# Task item:
Write the next part of the text about the Hebrides Terrace Seamount, picking up after its last sentence.

# Given text:
>>>>
The Hebrides Terrace Seamount is a volcanic guyot, a seamount with a flat top and steep slopes, that rises to a depth of about 980 m. It is about 28 × 37 km wide at its basis and its southern and western flanks feature canyons, escarpments and gullies. The surrounding terrain at 2300 m depth is covered by debris of Plio-Pleistocene age; the debris deposits are almost 1 km thick. The Barra and Donegal fans, two sediment fans that form a larger complex, border the Hebrides Terrace Seamount to the north and south, respectively. The seamount has diverted sediment flows, leading to the formation of these two fans and the accumulation of sediments east of Hebrides Terrace Seamount.

Rocks dredged from Hebrides Terrace Seamount have a tholeiitic basaltic composition and define two separate suites, one aluminium-rich and the other aluminium-poor. They contain phenocrysts of augite, olivine, pigeonite, plagioclase and titanomagnetite, which together with ilmenite and pyroxene also occur in the groundmass. The seamount is the location of a positive gravity anomaly that is thought to indicate the presence of a 17 km thick igneous body.

== Geologic history ==
The formation of the Hebrides Terrace Seamount began after the Cretaceous-Palaeogene extinction event. In the early Cenozoic, three pulses of volcanic activity generated the seamount. The volcanism may be correlative to the early Cenozoic Hebridean volcanic province. Ages of 67-60 million years have been obtained on Hebrides Terrace Seamount, as well as
62±1, 51±1 and 48±1 million years ago which coincide with activity at Anton Dohrn Seamount. These dates have been interpreted as indicating fluctuations of the Iceland hotspot.

After the end of volcanic activity, its top was flattened perhaps by Paleocene erosion that has been recognized in the region although other processes may be involved as well. This along with subsidence during the Eocene, Oligocene and in a lesser measure during the Miocene and later time lowered its summit below sea level.
<<<<
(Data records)
>>>>
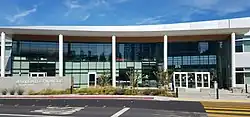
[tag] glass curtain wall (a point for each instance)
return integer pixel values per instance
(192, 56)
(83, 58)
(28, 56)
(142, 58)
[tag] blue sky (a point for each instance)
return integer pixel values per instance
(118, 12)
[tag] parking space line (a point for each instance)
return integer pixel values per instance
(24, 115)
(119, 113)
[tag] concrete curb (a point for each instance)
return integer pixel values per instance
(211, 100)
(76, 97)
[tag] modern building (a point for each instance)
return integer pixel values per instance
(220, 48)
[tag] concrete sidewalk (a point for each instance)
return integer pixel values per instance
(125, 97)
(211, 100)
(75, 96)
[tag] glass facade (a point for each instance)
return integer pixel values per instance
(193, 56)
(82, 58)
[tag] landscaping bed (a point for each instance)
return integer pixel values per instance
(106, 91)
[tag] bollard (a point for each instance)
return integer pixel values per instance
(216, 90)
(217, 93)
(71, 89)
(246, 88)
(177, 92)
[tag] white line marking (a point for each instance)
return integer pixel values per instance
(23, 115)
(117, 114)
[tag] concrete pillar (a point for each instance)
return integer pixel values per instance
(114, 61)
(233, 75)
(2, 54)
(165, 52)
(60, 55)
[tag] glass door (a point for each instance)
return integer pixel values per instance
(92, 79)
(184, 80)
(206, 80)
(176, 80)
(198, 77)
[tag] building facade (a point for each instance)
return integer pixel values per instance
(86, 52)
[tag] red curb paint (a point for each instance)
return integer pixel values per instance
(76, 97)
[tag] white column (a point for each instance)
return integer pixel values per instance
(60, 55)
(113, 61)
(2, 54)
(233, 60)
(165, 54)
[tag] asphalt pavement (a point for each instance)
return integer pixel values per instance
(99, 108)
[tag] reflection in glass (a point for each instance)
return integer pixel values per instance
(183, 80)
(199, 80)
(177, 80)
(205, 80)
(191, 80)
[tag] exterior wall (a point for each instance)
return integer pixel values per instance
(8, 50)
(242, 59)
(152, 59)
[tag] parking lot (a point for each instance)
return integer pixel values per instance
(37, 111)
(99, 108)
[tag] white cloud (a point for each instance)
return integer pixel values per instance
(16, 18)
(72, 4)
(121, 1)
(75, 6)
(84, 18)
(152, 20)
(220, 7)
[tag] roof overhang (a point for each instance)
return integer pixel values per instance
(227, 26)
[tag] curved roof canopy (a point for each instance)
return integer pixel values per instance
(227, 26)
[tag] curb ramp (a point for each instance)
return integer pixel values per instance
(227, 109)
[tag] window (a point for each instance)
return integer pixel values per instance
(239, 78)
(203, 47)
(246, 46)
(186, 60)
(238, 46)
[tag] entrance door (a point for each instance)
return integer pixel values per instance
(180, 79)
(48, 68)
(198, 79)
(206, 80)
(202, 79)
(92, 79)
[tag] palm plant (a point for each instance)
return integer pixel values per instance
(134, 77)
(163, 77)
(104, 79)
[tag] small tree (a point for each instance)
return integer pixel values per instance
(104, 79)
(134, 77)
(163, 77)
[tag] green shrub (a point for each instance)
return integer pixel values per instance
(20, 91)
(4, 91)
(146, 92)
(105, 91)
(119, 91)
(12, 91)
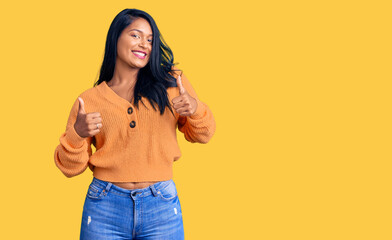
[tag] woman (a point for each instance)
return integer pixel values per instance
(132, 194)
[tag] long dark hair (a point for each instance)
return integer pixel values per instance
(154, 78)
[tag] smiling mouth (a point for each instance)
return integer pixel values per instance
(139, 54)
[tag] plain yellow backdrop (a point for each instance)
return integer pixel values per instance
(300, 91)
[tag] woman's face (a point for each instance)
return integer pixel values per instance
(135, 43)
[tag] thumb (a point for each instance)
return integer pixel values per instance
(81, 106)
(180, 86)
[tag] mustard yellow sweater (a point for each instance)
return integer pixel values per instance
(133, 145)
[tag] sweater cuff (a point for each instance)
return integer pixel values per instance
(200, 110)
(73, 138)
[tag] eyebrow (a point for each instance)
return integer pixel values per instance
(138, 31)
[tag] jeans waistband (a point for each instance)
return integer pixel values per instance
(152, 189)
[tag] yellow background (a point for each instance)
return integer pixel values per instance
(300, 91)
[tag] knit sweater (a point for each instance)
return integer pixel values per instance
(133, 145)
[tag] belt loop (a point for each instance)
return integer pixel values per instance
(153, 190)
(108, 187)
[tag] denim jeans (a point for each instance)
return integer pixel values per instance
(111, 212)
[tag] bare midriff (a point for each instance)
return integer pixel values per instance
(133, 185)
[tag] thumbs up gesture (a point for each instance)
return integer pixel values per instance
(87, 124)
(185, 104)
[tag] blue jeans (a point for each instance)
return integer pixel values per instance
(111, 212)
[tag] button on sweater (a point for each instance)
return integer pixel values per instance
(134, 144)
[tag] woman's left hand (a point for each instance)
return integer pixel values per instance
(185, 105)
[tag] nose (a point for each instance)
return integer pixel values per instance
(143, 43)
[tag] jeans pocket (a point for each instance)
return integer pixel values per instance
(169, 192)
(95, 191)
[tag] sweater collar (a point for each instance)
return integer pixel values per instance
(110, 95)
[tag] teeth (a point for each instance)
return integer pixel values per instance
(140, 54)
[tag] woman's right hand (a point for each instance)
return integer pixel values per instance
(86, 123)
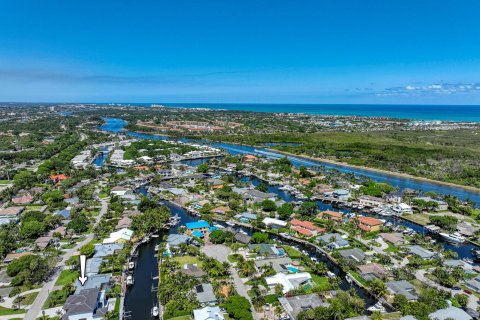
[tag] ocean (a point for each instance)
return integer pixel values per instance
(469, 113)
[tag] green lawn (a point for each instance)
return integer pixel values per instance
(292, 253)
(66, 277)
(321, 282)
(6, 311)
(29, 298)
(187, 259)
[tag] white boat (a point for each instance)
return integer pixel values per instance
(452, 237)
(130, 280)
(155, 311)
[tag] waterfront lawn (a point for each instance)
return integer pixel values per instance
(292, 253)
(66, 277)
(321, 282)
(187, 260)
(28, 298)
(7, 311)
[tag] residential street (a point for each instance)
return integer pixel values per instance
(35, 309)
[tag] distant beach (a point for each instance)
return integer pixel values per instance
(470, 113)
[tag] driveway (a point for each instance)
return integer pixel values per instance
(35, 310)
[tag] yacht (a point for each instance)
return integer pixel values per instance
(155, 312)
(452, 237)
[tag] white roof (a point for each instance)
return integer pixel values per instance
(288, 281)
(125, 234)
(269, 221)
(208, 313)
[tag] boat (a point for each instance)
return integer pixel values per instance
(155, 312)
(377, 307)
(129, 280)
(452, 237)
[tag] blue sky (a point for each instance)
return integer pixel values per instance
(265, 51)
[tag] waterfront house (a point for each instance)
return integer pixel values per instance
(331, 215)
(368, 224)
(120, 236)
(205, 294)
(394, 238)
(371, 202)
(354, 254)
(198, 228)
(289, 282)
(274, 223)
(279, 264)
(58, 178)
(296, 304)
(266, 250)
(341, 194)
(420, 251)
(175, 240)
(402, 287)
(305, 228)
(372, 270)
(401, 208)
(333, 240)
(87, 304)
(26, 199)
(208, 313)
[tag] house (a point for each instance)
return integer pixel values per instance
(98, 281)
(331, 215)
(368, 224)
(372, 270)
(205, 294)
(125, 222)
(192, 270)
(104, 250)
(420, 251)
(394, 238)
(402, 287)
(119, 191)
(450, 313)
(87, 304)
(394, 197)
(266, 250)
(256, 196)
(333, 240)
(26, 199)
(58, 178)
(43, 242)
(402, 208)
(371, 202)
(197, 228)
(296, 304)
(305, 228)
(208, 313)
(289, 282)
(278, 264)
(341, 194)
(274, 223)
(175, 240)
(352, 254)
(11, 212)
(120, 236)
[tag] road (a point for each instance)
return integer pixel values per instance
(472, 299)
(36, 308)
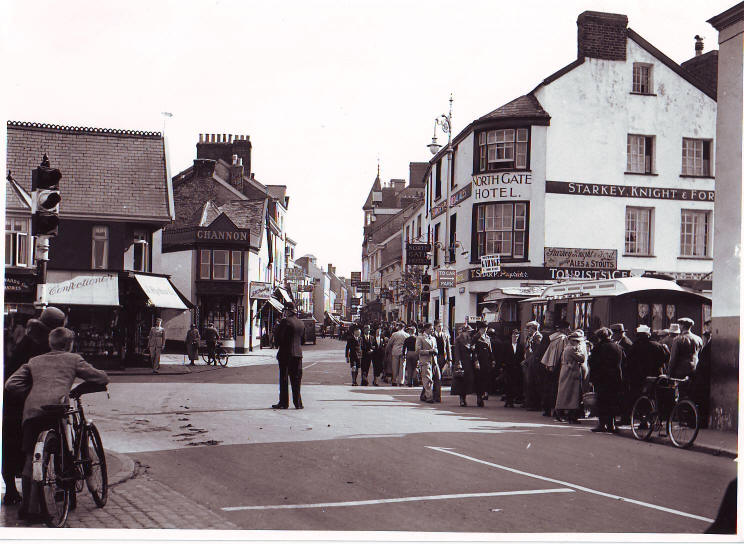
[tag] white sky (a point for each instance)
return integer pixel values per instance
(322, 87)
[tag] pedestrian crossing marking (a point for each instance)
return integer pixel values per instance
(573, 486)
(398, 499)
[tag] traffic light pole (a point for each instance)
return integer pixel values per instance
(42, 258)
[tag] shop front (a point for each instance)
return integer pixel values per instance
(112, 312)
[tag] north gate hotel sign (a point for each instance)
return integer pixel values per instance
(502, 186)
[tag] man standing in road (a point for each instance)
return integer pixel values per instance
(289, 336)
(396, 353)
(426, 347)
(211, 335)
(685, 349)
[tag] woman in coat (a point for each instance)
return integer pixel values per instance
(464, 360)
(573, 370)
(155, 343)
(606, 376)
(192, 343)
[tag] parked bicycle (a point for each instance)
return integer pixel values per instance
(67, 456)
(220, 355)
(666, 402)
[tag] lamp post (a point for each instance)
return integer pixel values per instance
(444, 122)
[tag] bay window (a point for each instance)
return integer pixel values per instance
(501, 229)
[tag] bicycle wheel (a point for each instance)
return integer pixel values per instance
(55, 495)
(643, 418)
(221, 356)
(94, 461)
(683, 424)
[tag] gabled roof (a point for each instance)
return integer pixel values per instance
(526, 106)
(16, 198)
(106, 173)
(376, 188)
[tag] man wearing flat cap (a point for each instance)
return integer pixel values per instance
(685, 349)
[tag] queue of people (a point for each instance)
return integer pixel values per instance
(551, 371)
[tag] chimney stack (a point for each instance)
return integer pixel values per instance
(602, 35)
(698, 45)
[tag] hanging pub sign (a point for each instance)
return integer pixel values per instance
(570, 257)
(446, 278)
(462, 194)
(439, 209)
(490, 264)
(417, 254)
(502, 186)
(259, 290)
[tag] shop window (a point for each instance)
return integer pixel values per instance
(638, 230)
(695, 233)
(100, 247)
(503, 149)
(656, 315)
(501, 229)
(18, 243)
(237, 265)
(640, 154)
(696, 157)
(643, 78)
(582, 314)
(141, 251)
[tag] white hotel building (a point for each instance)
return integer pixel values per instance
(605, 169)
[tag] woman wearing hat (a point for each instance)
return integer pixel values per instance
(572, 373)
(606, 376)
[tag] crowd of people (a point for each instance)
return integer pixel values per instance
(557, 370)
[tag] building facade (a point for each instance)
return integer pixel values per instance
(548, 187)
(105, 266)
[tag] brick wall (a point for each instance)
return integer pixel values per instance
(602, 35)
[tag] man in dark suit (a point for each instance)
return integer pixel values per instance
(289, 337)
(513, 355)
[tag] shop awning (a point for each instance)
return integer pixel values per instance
<<<<
# Output:
Evidence of more recent seismic activity is found along its southern slopes. On 13 April 1980 a earthquake occurred just west of Hebrides Terrace Seamount; it was probably not an underwater explosion and may have been instead caused by movements along a local fault. Isostatic processes may have caused the earthquake. Another earthquake occurred south of the seamount in 1986.

== Life ==
Xenophyophores (mainly Syringammina fragilissima), sponges and corals (such as Solenosmilia variabilis) occur on Hebrides Terrace Seamount, principally on its slopes, and form so-called "coral gardens". These also host black corals, crinoids, egg cases of elasmobranchs, glass sponges and ophiuroids. The faunal communities vary depending on the depth, the substrate (bedrock, cobbles, corals, gravel and sand), the nature of the watermass surrounding them and internal tides which modulate the nutrient supply. The complicated oceanographic regime may facilitate the concentration of nutrients at the seamount, enabling the development of rich biological communities.

Beaked whales, fin whales, harbour porpoises, long-finned pilot whales have been sighted on the seamount. Fish species encountered at Hebrides Terrace Seamount include Atlantic codling, false boarfish and roundnose grenadier. Overfishing has decimated orange roughy spawning aggregations that formerly occurred at Hebrides Terrace Seamount. Sharks and other fish have also declined since the 1970s.

== Marine Protected Area ==

The Hebrides Terrace Seamount, together with a nearby seabed feature known as the Barra Fan, are together designated by the Scottish Government as a Nature Conservation Marine Protected Area named the Barra Fan and Hebrides Terrace Seamount Marine Protected Area.